ASSIGNMENT ▸ Filter the entries below, keeping only lines with "asphalt".

PROVIDED RECORDS ▸
>>>>>
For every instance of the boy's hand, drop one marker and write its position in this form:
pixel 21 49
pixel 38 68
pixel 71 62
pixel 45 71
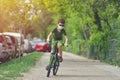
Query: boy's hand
pixel 48 40
pixel 66 44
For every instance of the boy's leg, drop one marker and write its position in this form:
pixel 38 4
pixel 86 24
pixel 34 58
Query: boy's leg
pixel 60 51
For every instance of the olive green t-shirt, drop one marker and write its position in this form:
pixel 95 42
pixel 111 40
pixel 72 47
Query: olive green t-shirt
pixel 58 35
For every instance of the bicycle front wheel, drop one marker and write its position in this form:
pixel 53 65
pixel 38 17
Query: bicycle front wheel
pixel 50 66
pixel 55 67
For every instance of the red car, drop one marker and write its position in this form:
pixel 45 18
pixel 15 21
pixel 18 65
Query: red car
pixel 43 47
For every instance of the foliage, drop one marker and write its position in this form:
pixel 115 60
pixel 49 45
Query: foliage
pixel 91 22
pixel 14 68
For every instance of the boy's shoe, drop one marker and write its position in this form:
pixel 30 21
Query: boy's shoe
pixel 60 59
pixel 47 67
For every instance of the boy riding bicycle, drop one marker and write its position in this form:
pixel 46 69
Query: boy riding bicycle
pixel 57 35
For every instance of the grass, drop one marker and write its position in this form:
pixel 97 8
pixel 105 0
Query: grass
pixel 14 68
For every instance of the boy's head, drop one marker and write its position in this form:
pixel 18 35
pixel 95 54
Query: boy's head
pixel 61 23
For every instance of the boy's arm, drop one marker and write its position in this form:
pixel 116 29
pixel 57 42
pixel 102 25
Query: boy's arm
pixel 49 35
pixel 66 40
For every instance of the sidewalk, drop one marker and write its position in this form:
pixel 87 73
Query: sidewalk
pixel 74 68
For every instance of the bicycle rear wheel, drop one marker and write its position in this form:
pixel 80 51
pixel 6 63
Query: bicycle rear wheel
pixel 55 67
pixel 50 66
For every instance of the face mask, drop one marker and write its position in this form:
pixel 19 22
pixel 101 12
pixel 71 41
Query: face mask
pixel 60 27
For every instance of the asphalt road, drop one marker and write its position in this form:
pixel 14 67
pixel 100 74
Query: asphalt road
<<<<<
OUTPUT OF THE EXERCISE ▸
For every instance of the asphalt road, drop one marker and write its position in this form:
Query: asphalt road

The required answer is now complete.